Data to examine
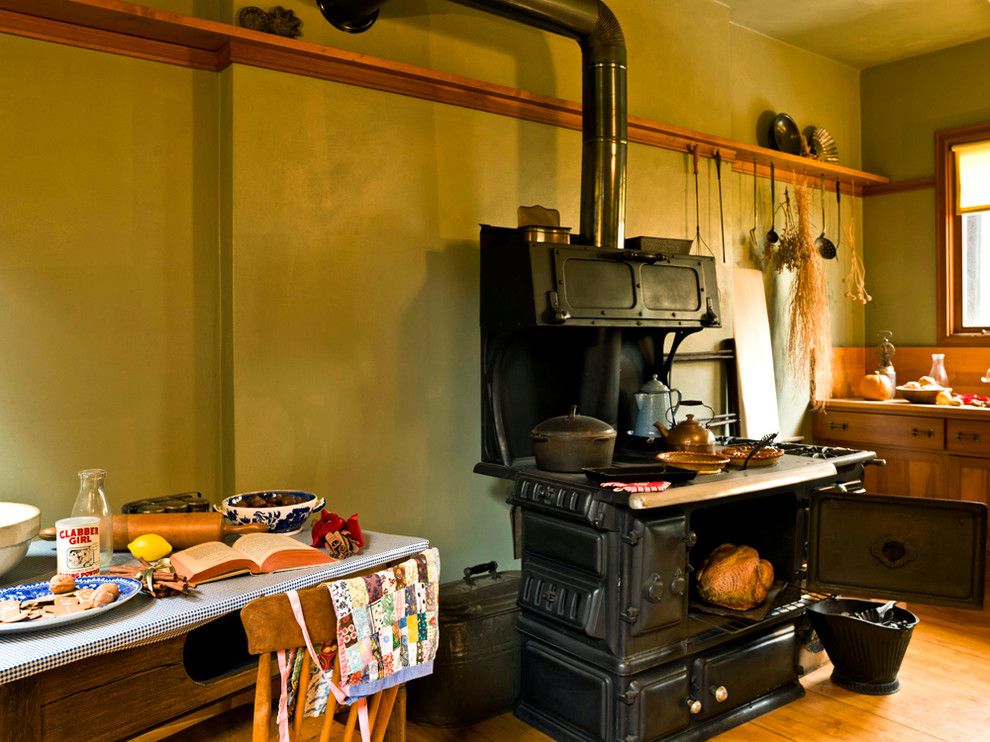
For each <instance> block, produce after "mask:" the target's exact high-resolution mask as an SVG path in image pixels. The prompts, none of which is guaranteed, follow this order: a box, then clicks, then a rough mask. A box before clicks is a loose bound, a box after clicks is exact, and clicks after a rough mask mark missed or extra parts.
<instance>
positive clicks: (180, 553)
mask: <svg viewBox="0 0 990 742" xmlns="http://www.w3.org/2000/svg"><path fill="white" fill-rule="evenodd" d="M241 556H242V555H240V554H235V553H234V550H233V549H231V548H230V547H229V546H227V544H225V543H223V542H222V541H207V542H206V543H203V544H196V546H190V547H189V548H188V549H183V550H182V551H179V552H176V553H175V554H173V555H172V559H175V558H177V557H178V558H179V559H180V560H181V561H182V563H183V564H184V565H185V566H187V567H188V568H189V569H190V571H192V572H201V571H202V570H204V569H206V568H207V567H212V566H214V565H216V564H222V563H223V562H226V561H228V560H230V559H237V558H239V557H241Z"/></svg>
---
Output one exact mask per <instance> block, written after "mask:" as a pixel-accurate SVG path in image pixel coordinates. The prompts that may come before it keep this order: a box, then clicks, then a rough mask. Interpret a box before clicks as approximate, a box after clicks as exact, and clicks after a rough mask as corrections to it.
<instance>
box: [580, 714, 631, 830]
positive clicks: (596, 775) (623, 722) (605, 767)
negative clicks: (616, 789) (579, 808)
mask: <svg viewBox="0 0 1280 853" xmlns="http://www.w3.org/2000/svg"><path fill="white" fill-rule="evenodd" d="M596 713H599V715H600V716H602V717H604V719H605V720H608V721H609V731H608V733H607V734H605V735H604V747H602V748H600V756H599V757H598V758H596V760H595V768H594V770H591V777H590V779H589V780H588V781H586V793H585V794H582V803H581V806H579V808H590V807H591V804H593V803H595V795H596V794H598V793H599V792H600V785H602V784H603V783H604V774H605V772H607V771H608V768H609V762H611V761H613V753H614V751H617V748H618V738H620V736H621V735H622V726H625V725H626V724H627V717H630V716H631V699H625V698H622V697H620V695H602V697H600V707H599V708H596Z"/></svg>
--
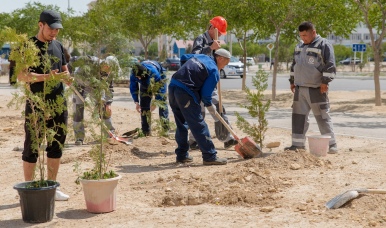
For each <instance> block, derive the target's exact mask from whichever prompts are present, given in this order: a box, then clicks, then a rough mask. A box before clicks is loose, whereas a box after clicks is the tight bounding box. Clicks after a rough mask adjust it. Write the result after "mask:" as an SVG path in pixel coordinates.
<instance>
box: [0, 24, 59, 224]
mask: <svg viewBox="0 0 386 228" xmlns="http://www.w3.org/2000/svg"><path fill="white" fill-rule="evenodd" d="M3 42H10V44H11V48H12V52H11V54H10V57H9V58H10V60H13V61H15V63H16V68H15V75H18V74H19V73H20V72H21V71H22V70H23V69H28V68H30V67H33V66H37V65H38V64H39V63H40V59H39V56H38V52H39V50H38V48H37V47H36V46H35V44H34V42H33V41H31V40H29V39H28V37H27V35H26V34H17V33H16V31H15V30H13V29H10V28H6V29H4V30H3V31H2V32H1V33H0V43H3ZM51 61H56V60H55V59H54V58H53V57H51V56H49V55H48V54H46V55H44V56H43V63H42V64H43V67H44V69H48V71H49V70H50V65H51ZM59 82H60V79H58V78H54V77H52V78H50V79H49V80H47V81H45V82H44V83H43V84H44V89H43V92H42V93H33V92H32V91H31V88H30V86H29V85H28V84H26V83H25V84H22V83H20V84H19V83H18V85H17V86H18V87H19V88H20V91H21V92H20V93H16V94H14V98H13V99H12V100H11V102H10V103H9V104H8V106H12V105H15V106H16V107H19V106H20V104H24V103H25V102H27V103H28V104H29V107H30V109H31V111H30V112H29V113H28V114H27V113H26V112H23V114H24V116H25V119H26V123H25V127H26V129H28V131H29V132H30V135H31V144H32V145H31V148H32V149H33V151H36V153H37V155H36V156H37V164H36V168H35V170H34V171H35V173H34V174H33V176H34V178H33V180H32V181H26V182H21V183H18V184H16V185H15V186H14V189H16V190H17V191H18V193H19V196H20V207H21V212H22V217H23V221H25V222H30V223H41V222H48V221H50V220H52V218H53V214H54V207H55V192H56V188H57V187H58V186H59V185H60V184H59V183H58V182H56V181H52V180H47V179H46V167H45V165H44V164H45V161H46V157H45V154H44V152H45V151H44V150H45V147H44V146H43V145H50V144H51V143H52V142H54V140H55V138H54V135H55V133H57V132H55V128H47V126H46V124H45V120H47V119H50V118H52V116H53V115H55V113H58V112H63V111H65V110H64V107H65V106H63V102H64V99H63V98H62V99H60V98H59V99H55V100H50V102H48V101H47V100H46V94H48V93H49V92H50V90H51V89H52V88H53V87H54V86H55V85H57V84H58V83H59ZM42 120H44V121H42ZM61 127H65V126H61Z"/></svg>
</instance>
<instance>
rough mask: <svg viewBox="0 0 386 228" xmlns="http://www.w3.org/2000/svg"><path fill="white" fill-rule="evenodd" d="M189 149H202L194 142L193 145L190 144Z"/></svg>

Work order
Within the entries above, find each line where "loose" appears; copy every one.

Exercise output
For each <instance> block, produce after "mask:" the target's exact high-resolution mask as an SVG path in image pixels. The prompts, none of which is guaranteed, follow this order: a box, then clicks, then a rough mask. A box before clicks is a loose bound, a box after clicks is exact, and clicks after a rough mask mark missed or extra parts.
For each <instance> block, derive the target's exact mask from whichever prompts are present, given in this order: a box, then clicks, then a rough mask. A box before clicks is loose, whereas a box after clicks is the tight bounding box. Clicks after a rough mask adjust it. Write the result after "mask:" as an SVG path in pixel coordinates.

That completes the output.